→ What to work on
Please restate each entry below, word for word.

→ Provided data
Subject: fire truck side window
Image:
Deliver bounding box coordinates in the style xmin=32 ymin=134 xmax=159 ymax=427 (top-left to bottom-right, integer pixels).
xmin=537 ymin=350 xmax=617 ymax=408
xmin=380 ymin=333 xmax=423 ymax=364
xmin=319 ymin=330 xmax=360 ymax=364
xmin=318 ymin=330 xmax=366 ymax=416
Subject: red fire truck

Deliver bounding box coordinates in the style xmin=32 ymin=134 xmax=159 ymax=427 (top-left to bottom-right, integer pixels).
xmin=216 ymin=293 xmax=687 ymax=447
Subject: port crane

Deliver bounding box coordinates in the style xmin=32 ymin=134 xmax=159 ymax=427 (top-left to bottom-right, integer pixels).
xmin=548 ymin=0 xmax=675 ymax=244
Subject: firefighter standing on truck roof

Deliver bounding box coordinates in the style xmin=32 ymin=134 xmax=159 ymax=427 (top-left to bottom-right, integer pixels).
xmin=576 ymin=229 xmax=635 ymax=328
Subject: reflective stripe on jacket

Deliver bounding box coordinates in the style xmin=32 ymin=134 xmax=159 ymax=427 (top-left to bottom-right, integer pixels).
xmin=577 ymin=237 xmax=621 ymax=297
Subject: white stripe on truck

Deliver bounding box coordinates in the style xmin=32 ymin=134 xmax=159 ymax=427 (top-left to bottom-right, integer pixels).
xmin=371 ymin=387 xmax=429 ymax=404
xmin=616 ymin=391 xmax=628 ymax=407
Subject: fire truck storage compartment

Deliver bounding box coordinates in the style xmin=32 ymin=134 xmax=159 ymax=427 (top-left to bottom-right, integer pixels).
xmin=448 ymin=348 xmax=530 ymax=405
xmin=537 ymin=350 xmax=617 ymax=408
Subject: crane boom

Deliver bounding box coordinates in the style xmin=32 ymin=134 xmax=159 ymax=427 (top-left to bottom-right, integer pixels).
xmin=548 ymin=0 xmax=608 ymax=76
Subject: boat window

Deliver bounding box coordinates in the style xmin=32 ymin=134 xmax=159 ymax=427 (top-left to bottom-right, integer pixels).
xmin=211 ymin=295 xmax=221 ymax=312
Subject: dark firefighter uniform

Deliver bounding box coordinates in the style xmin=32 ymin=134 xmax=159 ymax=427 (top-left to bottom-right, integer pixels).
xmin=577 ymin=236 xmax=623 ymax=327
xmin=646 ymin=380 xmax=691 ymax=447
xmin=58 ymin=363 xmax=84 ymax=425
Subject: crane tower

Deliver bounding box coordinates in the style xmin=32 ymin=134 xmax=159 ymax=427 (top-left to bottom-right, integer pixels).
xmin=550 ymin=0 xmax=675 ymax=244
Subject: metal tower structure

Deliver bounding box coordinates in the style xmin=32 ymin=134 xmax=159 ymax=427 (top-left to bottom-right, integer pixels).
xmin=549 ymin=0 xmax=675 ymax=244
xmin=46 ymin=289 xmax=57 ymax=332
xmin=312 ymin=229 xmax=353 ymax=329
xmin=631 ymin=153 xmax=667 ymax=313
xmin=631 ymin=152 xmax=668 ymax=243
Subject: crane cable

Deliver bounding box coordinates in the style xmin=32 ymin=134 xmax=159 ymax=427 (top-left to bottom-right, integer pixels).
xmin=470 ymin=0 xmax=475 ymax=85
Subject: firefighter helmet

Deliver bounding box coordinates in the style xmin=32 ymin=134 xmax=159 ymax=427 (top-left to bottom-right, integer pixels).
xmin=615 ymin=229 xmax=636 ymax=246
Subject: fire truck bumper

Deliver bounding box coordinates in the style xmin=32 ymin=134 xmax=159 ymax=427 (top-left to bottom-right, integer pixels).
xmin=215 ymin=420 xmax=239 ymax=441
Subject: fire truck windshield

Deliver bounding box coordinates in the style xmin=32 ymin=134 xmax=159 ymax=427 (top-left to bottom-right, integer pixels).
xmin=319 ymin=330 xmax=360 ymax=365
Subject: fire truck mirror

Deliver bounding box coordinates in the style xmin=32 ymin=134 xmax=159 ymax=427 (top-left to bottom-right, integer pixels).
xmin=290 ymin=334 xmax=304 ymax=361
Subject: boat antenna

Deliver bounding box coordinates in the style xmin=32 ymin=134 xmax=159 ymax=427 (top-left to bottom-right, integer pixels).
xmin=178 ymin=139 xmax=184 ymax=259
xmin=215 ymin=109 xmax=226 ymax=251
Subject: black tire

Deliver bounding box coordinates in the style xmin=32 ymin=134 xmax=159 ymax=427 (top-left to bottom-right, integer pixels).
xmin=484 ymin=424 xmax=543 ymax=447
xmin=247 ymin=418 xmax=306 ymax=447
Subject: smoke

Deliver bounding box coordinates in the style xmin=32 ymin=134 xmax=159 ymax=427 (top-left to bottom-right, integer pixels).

→ Solution for this task
Subject: fire truck side window
Image:
Deliver bounding box coordinates in the style xmin=32 ymin=134 xmax=159 ymax=427 (top-left to bottom-right, integer pixels).
xmin=537 ymin=350 xmax=617 ymax=408
xmin=380 ymin=333 xmax=423 ymax=364
xmin=319 ymin=330 xmax=360 ymax=364
xmin=318 ymin=330 xmax=366 ymax=416
Subject: red fire truck

Deliver bounding box coordinates in the style xmin=32 ymin=134 xmax=159 ymax=427 (top-left to bottom-right, integer pixels).
xmin=216 ymin=293 xmax=687 ymax=447
Subject: port crane

Deliver bounding box coordinates in the style xmin=32 ymin=134 xmax=159 ymax=427 (top-left to bottom-right, integer pixels).
xmin=548 ymin=0 xmax=675 ymax=244
Subject: firefighter standing on truck roof

Deliver bounding box coordinates in the style xmin=32 ymin=134 xmax=159 ymax=427 (top-left to bottom-right, integer pixels).
xmin=576 ymin=229 xmax=635 ymax=328
Subject: reflective stripe on jacket

Deliver bounding box coordinates in the style xmin=32 ymin=134 xmax=159 ymax=427 (top-left to bottom-right, integer pixels).
xmin=577 ymin=237 xmax=621 ymax=297
Subject: white stripe on truck

Deliver bounding box coordinates in the style xmin=32 ymin=134 xmax=159 ymax=427 (top-left to bottom-right, integer pixels).
xmin=371 ymin=387 xmax=429 ymax=404
xmin=616 ymin=391 xmax=628 ymax=407
Subject: fire truck storage compartment

Deliver bounding box coordinates in the style xmin=32 ymin=134 xmax=159 ymax=427 (top-left to bottom-right, integer pixels).
xmin=448 ymin=348 xmax=530 ymax=405
xmin=537 ymin=350 xmax=617 ymax=408
Subject: crane boom

Deliver bounding box coordinates in the style xmin=32 ymin=134 xmax=159 ymax=427 (top-left to bottom-right, integer pixels).
xmin=548 ymin=0 xmax=608 ymax=76
Subject: boat window

Deliver bounding box coordinates in the style xmin=32 ymin=134 xmax=159 ymax=427 (top-left to bottom-right, integer pixels).
xmin=211 ymin=295 xmax=221 ymax=312
Subject: dark firefighter uniform

Deliver bounding box coordinates in the style xmin=32 ymin=134 xmax=159 ymax=427 (top-left to bottom-right, integer pixels).
xmin=577 ymin=236 xmax=623 ymax=327
xmin=646 ymin=380 xmax=691 ymax=447
xmin=58 ymin=363 xmax=84 ymax=425
Subject: crane tower

Deliver bounding box coordinates in the style xmin=32 ymin=134 xmax=159 ymax=427 (top-left to bottom-right, integer pixels).
xmin=550 ymin=0 xmax=675 ymax=244
Subject: metal tower structure

Deliver bounding box coordinates in the style xmin=32 ymin=134 xmax=159 ymax=427 (top-left to bottom-right, integer pixels).
xmin=549 ymin=0 xmax=675 ymax=244
xmin=46 ymin=289 xmax=57 ymax=332
xmin=312 ymin=229 xmax=353 ymax=329
xmin=631 ymin=153 xmax=667 ymax=313
xmin=631 ymin=152 xmax=668 ymax=243
Subject: crane cable

Deliver bounding box coordinates in the style xmin=32 ymin=134 xmax=159 ymax=427 (top-left to bottom-right, integer pixels).
xmin=470 ymin=0 xmax=475 ymax=85
Subject: firefighter helmet

Deliver bounding box coordinates in the style xmin=32 ymin=134 xmax=159 ymax=427 (top-left to bottom-right, integer pixels).
xmin=615 ymin=229 xmax=636 ymax=246
Subject: fire truck bumper

Deliver bounding box coordinates in the style xmin=32 ymin=134 xmax=159 ymax=427 (top-left to bottom-right, integer pixels).
xmin=215 ymin=420 xmax=239 ymax=441
Subject: fire truck windshield

Deliver bounding box coordinates in the style xmin=32 ymin=134 xmax=159 ymax=427 (top-left to bottom-right, integer pixels).
xmin=319 ymin=330 xmax=360 ymax=365
Subject: fire truck mirror

Deliver bounding box coordinates in the style xmin=32 ymin=134 xmax=159 ymax=427 (top-left to bottom-right, integer pixels).
xmin=290 ymin=334 xmax=304 ymax=361
Subject: boat antenna

Deliver bounding box coordinates in the style xmin=32 ymin=134 xmax=159 ymax=427 (top-left to bottom-right, integer pixels).
xmin=178 ymin=139 xmax=184 ymax=259
xmin=215 ymin=109 xmax=226 ymax=251
Subject: black tire

Deliver bounding box coordinates in the style xmin=32 ymin=134 xmax=159 ymax=427 (top-left to bottom-right, integer pixels).
xmin=484 ymin=424 xmax=543 ymax=447
xmin=247 ymin=418 xmax=306 ymax=447
Subject: smoke

Deliver bounding box coordinates in the style xmin=32 ymin=134 xmax=159 ymax=427 (top-left to bottom-right, integer pixels).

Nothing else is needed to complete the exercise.